What is required -> Reproduce all entries precisely, down to the last character.

Given records ->
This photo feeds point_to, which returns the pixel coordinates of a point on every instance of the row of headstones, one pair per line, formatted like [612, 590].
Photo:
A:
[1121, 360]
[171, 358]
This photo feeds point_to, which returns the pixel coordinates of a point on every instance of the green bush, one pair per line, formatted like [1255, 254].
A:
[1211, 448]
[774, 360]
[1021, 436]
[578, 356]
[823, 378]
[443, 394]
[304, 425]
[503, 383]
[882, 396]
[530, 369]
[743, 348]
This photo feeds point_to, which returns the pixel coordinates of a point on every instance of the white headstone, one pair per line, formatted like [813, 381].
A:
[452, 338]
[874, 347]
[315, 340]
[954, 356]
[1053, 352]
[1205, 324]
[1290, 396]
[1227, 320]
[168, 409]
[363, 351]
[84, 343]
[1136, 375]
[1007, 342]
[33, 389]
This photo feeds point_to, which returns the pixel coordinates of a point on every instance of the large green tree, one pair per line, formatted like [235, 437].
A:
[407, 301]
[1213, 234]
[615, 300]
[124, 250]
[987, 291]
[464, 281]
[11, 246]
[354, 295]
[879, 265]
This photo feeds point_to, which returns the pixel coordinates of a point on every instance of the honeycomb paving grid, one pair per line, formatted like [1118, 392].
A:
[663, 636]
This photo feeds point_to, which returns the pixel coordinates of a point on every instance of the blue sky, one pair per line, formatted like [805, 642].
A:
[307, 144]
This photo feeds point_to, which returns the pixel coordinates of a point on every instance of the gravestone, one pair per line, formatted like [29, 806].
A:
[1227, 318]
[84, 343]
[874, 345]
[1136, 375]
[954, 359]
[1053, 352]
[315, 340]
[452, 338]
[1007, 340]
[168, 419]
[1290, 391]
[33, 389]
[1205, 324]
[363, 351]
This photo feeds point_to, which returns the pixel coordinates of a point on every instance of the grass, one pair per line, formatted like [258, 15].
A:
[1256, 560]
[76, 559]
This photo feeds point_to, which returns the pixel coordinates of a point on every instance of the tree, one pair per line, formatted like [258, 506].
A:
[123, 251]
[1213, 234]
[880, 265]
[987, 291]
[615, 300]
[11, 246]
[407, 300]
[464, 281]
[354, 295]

Solution for this problem ->
This photo feeds point_to, which returns the pixel coordinates of a point on every instance of the row of headstones, one pair per line, formatted like [612, 590].
Photo:
A:
[1121, 360]
[171, 358]
This photo feeds point_to, which returns the pixel coordinates of a point on every instance of the green bush, one pair per line, formatted like [1255, 254].
A:
[1211, 448]
[774, 360]
[1021, 436]
[578, 356]
[823, 378]
[443, 394]
[304, 425]
[503, 383]
[882, 396]
[530, 369]
[743, 348]
This photo feeds point_to, which returns the pixel coordinates of a point on every instance of the white headstone, one pair per line, formatted like [813, 381].
A:
[452, 338]
[874, 347]
[315, 340]
[954, 356]
[1053, 352]
[1205, 324]
[1290, 396]
[1227, 320]
[168, 409]
[363, 351]
[84, 343]
[1136, 375]
[1007, 342]
[33, 389]
This photo feeds point_to, which returns the pixel coordinates of a point on every instance of the large green tree, one pair per line, formatted like [235, 437].
A:
[407, 301]
[1213, 234]
[615, 300]
[124, 250]
[987, 291]
[464, 281]
[11, 246]
[354, 295]
[879, 265]
This photo feeds point_to, which returns the pixel coordinates of a point on every instance of the honeycomb paving grid, one pair per line, formatted like [1118, 392].
A:
[663, 636]
This photo feeds point_to, which returns the pixel coordinates of a point on every instance of the blue sky, one pair per line, formatted like [805, 642].
A:
[307, 144]
This photo feeds point_to, which returns the pixel coordinates of a point on every instance of the gravestone, one pair per line, formatted like [29, 806].
A:
[1227, 318]
[84, 343]
[874, 345]
[1136, 375]
[954, 359]
[1053, 352]
[315, 340]
[452, 338]
[1007, 340]
[168, 419]
[1290, 391]
[33, 389]
[1205, 324]
[363, 351]
This photo feeds point_to, which returns the pixel coordinates of a point on every instance of the grass, one pair per line, formatted like [258, 15].
A:
[1256, 560]
[76, 559]
This photo feeds point_to, which returns the pixel coordinates of a point on every instance of the tree, one pair per line, formatted like [258, 506].
A:
[123, 251]
[1213, 234]
[880, 265]
[987, 291]
[615, 300]
[11, 246]
[407, 300]
[464, 281]
[354, 295]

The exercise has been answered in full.